■ WHAT IS NEEDED
In the post on SAS program header blocks, why does the writer include the original SAS version in a header? Answer in one to three sentences.

■ PAGE
"""

I'm not advocating this as a best practice by any means, just saying it's another "commenting code out" approach that's sometimes useful during development.

* Ask 20 programmers (try to pick good ones lol), you'll get 20 program header block styles.  Review a few and decide what works for you.  Or your company may come up with a standard program header.  What I like:

- Name

- Description

- Input (optional - if describing the input adds value)

- Output (optional - if describing the output adds value)

- Original SAS version (I've learned this over time - why didn't they just use NODUPOUT?  Oh, cuz it was developed in SAS 9.1)

- Original programmer (does he/she still work here?)

- Original date

- Macros called (kind of a pain to maintain, but a big help for impact analysis if you want to change a macro)

- Modification history

- Esp. for macros, I also like a complete usage example and usage notes.  If possible I like the usage examples to be working, standalone code, not pseudocode.  Sometimes my macro headers are longer than the macro code!

So, here's an example (sorry for the length):

/*=====================================================================

Program Name            : create_format.sas

Purpose                 : Create a format from an input dataset.

SAS Version             : SAS 9.1.3

Input Data              : Input Dataset

Output Data             : Formats

Macros Called           : parmv, kill, nobs

Originally Written by   : Scott Bass

Date                    : 23MAR2007

Program Version #       : 1.0

=======================================================================

Modification History    :

Programmer              : Scott Bass

Date                    : 30NOV2012

Change/reason           : Changed to use SPDEWORK library for better

                          performance

Program Version #       : 1.1

=====================================================================*/

/*----------------------------------------------------------------------

Usage:

%create_format(

    DATA=WORK.FOO

   ,NAME=ABC_FMT

);

Create $ABC_FMT format in WORK.FORMATS catalog using WORK.FOO as input.

WORK.FOO should contain the variables START and LABEL.

=======================================================================

%create_format(

    DATA=WORK.FOO

   ,NAME=DEF_FMT

   ,TYPE=NUM_FORMAT

   ,START=START_VALUE

   ,END=END_VALUE

   ,LABEL=DESCR

   ,LIB=LIBRARY

   ,CAT=FORMATS

)

Create DEF_NUM format in LIBRARY.FORMATS catalog using WORK.FOO as input.

WORK.FOO should contain the variables START_VALUE, END_VALUE, and DESCR.

=======================================================================

%create_format(

    DATA=PERM.DATASET

   ,NAME=GHI_CHR

   ,TYPE=CHR_INFORMAT

   ,START=NAME

   ,LABEL=DESCR

   ,LIB=LIBRARY

   ,CAT=MYFORMAT

   ,OTHER=**UNKNOWN**

   ,WHERE=DATE gt "01JAN2007"d

)

Create GHI_CHR informat in LIBRARY.MYFORMAT catalog using PERM.DATASET as input.

"""

■ PROVIDED DATA
"""

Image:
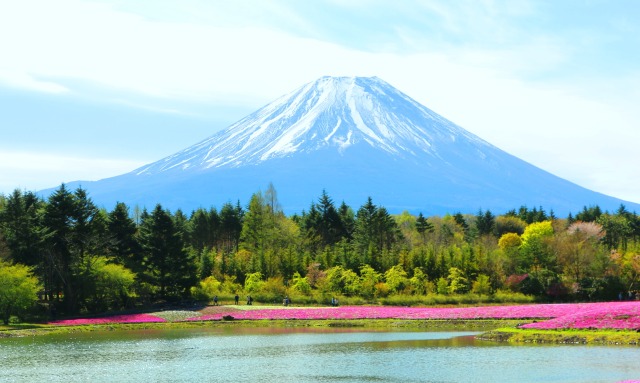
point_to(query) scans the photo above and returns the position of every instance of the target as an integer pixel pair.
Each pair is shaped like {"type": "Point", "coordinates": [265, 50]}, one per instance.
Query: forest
{"type": "Point", "coordinates": [65, 256]}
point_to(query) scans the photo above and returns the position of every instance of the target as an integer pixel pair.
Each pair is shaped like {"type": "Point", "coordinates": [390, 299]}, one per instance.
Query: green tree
{"type": "Point", "coordinates": [423, 226]}
{"type": "Point", "coordinates": [123, 243]}
{"type": "Point", "coordinates": [396, 279]}
{"type": "Point", "coordinates": [482, 285]}
{"type": "Point", "coordinates": [485, 222]}
{"type": "Point", "coordinates": [253, 282]}
{"type": "Point", "coordinates": [168, 266]}
{"type": "Point", "coordinates": [18, 290]}
{"type": "Point", "coordinates": [458, 283]}
{"type": "Point", "coordinates": [21, 224]}
{"type": "Point", "coordinates": [112, 285]}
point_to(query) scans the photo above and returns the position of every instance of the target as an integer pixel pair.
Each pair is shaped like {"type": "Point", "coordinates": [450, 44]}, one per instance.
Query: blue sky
{"type": "Point", "coordinates": [92, 89]}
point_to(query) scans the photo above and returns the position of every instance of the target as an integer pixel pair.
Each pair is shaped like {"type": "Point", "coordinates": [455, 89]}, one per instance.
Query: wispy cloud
{"type": "Point", "coordinates": [35, 171]}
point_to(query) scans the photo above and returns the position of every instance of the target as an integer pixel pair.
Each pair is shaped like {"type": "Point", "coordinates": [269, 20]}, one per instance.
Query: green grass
{"type": "Point", "coordinates": [424, 325]}
{"type": "Point", "coordinates": [601, 337]}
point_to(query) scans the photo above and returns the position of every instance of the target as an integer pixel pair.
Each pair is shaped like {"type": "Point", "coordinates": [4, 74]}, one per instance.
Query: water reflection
{"type": "Point", "coordinates": [304, 355]}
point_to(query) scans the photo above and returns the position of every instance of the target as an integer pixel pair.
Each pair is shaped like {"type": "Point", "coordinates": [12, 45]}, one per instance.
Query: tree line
{"type": "Point", "coordinates": [82, 258]}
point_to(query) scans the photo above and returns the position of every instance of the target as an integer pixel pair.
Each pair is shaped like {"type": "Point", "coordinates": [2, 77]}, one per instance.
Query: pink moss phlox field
{"type": "Point", "coordinates": [613, 315]}
{"type": "Point", "coordinates": [129, 318]}
{"type": "Point", "coordinates": [540, 311]}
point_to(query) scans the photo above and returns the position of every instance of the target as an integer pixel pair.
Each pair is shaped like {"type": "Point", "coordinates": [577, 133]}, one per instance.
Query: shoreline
{"type": "Point", "coordinates": [493, 330]}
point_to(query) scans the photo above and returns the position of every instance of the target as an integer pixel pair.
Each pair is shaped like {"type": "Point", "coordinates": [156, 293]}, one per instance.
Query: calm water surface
{"type": "Point", "coordinates": [304, 355]}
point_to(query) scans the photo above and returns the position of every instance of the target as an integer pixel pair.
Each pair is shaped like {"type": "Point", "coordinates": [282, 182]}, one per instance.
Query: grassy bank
{"type": "Point", "coordinates": [593, 337]}
{"type": "Point", "coordinates": [381, 324]}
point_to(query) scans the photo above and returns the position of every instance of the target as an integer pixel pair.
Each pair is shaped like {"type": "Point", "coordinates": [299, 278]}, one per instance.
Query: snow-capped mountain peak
{"type": "Point", "coordinates": [331, 112]}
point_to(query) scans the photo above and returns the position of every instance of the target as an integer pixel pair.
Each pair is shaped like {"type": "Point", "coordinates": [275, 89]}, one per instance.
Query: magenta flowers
{"type": "Point", "coordinates": [609, 315]}
{"type": "Point", "coordinates": [619, 310]}
{"type": "Point", "coordinates": [129, 318]}
{"type": "Point", "coordinates": [615, 315]}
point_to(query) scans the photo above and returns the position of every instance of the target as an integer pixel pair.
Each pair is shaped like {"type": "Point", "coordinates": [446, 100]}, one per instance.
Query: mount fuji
{"type": "Point", "coordinates": [354, 137]}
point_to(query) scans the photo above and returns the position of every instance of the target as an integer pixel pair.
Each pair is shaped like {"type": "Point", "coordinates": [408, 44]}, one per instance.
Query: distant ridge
{"type": "Point", "coordinates": [354, 137]}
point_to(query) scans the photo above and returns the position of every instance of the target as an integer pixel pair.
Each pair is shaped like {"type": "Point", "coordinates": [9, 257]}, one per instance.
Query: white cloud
{"type": "Point", "coordinates": [36, 171]}
{"type": "Point", "coordinates": [558, 126]}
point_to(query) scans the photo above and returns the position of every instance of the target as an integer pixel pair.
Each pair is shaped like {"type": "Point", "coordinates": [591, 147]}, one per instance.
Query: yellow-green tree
{"type": "Point", "coordinates": [535, 249]}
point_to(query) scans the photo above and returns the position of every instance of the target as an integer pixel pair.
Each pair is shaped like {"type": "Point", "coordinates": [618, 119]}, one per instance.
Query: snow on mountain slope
{"type": "Point", "coordinates": [354, 137]}
{"type": "Point", "coordinates": [336, 112]}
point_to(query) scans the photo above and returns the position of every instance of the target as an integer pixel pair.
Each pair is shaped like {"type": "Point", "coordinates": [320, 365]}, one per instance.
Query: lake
{"type": "Point", "coordinates": [303, 355]}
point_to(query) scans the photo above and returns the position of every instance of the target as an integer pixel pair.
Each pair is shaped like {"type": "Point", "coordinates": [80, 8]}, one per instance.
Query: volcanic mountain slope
{"type": "Point", "coordinates": [354, 137]}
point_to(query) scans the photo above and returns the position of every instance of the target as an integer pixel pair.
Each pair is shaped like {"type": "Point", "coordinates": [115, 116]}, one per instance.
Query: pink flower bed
{"type": "Point", "coordinates": [129, 318]}
{"type": "Point", "coordinates": [617, 315]}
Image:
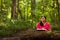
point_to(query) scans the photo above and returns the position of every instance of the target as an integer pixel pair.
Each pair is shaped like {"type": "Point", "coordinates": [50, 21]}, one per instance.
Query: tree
{"type": "Point", "coordinates": [13, 11]}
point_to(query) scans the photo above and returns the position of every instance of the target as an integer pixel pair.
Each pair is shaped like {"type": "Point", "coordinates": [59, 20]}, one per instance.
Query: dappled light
{"type": "Point", "coordinates": [19, 19]}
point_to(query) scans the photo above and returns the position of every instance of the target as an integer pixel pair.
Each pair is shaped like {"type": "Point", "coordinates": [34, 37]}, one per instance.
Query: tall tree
{"type": "Point", "coordinates": [33, 6]}
{"type": "Point", "coordinates": [13, 11]}
{"type": "Point", "coordinates": [58, 8]}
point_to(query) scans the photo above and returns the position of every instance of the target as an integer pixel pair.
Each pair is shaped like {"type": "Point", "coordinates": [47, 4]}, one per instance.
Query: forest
{"type": "Point", "coordinates": [16, 15]}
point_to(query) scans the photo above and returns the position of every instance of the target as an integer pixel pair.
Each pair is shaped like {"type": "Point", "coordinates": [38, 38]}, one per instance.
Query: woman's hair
{"type": "Point", "coordinates": [41, 21]}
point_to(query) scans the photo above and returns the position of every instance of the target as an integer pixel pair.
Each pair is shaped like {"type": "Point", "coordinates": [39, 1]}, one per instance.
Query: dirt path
{"type": "Point", "coordinates": [31, 34]}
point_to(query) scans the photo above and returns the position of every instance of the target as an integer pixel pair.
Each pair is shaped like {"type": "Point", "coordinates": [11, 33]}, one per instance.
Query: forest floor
{"type": "Point", "coordinates": [32, 34]}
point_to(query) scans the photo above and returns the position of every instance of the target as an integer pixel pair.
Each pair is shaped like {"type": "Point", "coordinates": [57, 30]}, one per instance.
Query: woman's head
{"type": "Point", "coordinates": [43, 18]}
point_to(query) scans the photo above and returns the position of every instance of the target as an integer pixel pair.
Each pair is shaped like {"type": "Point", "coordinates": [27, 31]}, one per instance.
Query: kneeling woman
{"type": "Point", "coordinates": [43, 25]}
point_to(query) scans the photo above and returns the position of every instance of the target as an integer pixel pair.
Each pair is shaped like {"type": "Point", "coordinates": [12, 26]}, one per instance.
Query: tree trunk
{"type": "Point", "coordinates": [33, 6]}
{"type": "Point", "coordinates": [13, 11]}
{"type": "Point", "coordinates": [58, 8]}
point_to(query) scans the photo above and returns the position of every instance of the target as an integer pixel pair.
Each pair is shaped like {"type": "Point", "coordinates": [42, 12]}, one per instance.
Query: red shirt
{"type": "Point", "coordinates": [46, 26]}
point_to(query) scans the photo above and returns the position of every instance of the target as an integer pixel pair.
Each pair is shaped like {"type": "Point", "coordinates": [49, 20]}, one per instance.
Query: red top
{"type": "Point", "coordinates": [45, 27]}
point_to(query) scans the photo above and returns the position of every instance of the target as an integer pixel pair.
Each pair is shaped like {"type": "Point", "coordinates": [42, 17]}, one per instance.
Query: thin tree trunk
{"type": "Point", "coordinates": [58, 8]}
{"type": "Point", "coordinates": [33, 6]}
{"type": "Point", "coordinates": [13, 11]}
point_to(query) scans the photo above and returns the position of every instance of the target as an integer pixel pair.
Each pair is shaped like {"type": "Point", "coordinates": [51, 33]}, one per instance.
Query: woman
{"type": "Point", "coordinates": [43, 25]}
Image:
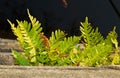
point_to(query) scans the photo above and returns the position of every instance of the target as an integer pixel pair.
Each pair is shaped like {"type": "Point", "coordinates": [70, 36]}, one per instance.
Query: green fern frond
{"type": "Point", "coordinates": [68, 43]}
{"type": "Point", "coordinates": [28, 36]}
{"type": "Point", "coordinates": [91, 37]}
{"type": "Point", "coordinates": [56, 38]}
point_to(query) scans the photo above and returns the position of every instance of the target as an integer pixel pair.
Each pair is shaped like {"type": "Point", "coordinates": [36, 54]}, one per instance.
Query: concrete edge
{"type": "Point", "coordinates": [114, 67]}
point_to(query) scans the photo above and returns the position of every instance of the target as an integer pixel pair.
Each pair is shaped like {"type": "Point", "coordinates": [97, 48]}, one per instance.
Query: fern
{"type": "Point", "coordinates": [29, 37]}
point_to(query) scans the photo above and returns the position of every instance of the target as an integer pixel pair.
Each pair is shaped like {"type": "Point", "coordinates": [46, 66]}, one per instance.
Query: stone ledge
{"type": "Point", "coordinates": [56, 72]}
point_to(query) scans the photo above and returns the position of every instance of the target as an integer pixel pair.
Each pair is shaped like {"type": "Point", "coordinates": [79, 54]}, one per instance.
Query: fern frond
{"type": "Point", "coordinates": [56, 38]}
{"type": "Point", "coordinates": [90, 36]}
{"type": "Point", "coordinates": [28, 36]}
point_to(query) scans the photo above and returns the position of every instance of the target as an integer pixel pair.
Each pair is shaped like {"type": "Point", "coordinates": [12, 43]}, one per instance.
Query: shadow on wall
{"type": "Point", "coordinates": [54, 15]}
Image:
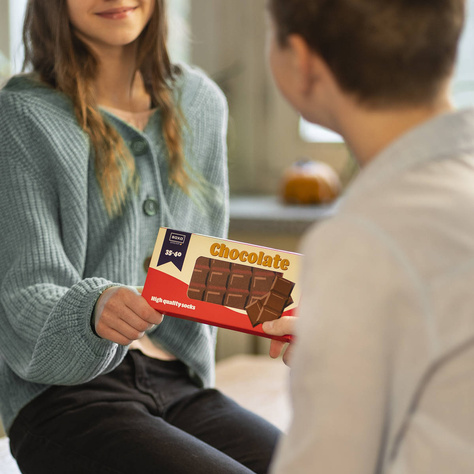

"""

■ EXPECTED ANSWER
The version explains choices in older code that might otherwise look odd. For example, a reader who wonders why NODUPOUT wasn't used can see that the program was developed in SAS 9.1.